▶ [TEXT SEGMENT]:
....................

# new but Aesthetic damage white goods websites



## clid61 (2 Oct 2020)

Any advice recommndations pleas


----------



## mistyoptic (2 Oct 2020)

We've used Capital Appliances who, I think, are Wolverhampton based. Always been good service from them


----------



## clid61 (3 Oct 2020)

mistyoptic said:


> We've used Capital Appliances who, I think, are Wolverhampton based. Always been good service from them


ta for that will check them out


----------



## gbb (4 Oct 2020)

Whirlpool / Hotpoint Factory Outlet ?
We live in Pboro and have the Hotpoint outlet a mile away, our first choice every time.
Last purchase was an induction oven, reduced from circa £799 down to £250. That was a black Friday special but you can expect 1/3 savings usually.
Always had very good service at the Pboro depot, I gather theres one in Gateshead if that's near ?


----------



## PeteXXX (4 Oct 2020)

Where, roughly, are you? There's one in Corby and one on Brackmills industry, Northampton that I know of. 
Not sure about online, but probably worth a visit if nearby.


----------



## smokeysmoo (4 Oct 2020)

AO outlet store? I've never used them, I've never used AO either TBH but it's an option.

LINKY


----------



## gbb (4 Oct 2020)

smokeysmoo said:


> AO outlet store? I've never used them, I've never used AO either TBH but it's an option.
> 
> LINKY


We've used AO (normal goods, not graded seconds) a couple times, no complaints about their service at all.


----------



## Bonefish Blues (4 Oct 2020)

Miele outlet

Not keen on ao, who appeared to have rolled a coffee machine to us when we ordered it a few weeks ago. Oh, and the time before when I got only weasel words regarding a product failure. Kudos to Beko who stood behind their product and fixed it without question.


----------

....................

▶ [DATA LISTING]:
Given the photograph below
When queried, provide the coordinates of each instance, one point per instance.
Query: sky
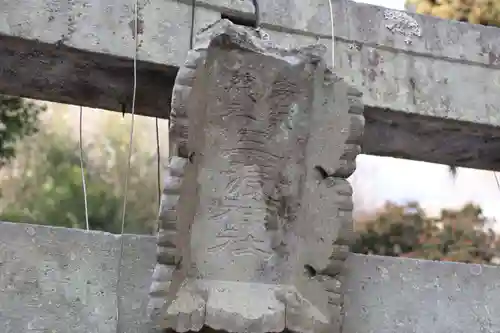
(381, 179)
(378, 179)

....................

▶ [GOAL]:
Extract the stretch of the white goods thread from "Where, roughly, are" through "smokeysmoo (4 Oct 2020)", copying it word for word.

▶ [TASK SOLUTION]:
Where, roughly, are you? There's one in Corby and one on Brackmills industry, Northampton that I know of. 
Not sure about online, but probably worth a visit if nearby.


----------



## smokeysmoo (4 Oct 2020)